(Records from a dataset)
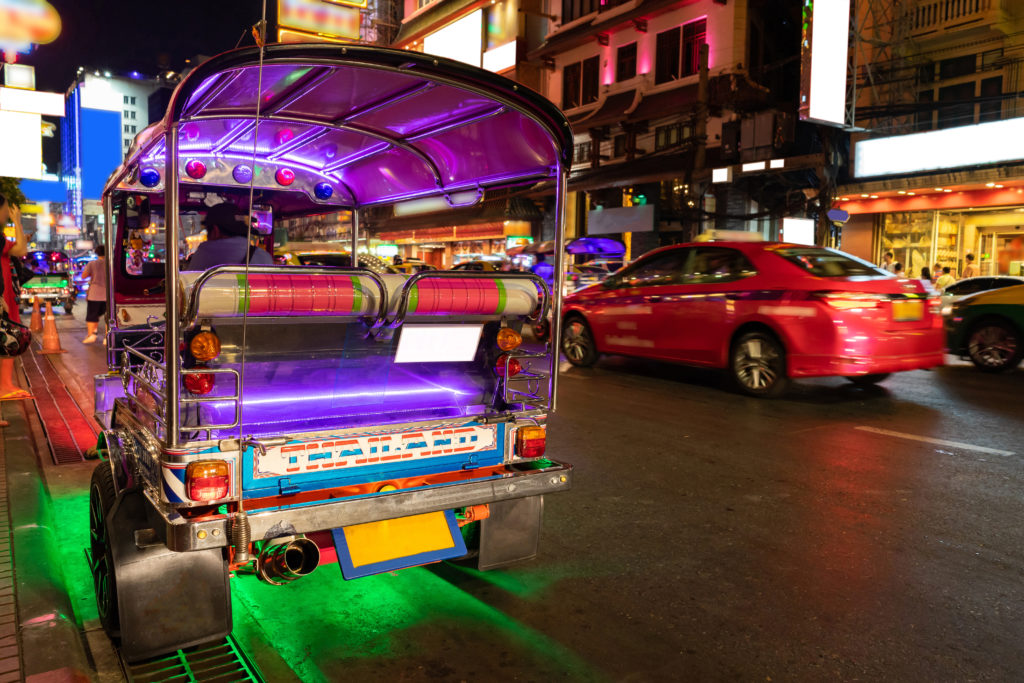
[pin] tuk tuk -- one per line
(267, 419)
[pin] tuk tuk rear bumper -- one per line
(182, 535)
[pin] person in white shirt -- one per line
(945, 280)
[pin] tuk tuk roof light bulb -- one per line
(323, 190)
(285, 176)
(242, 173)
(150, 177)
(196, 169)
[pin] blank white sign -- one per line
(438, 343)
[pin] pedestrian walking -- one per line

- **AIM**
Can you swap "tuk tuk" for "auto rickshaw" everywhere in the lines above, keeping everything else the same and leaving the pictures out of your answer?

- **COMPLETED EXERCISE**
[pin] auto rickshaw -- one per line
(267, 419)
[pin] auto rickshaw rear bumper -- one per line
(182, 535)
[pin] person in white shirt -- one per line
(945, 280)
[pin] auto rickshaw roof light bulb -- one per line
(323, 190)
(285, 176)
(242, 173)
(150, 177)
(196, 169)
[pin] blank white sign -- one per line
(438, 343)
[pin] pedestrian walking -- one per line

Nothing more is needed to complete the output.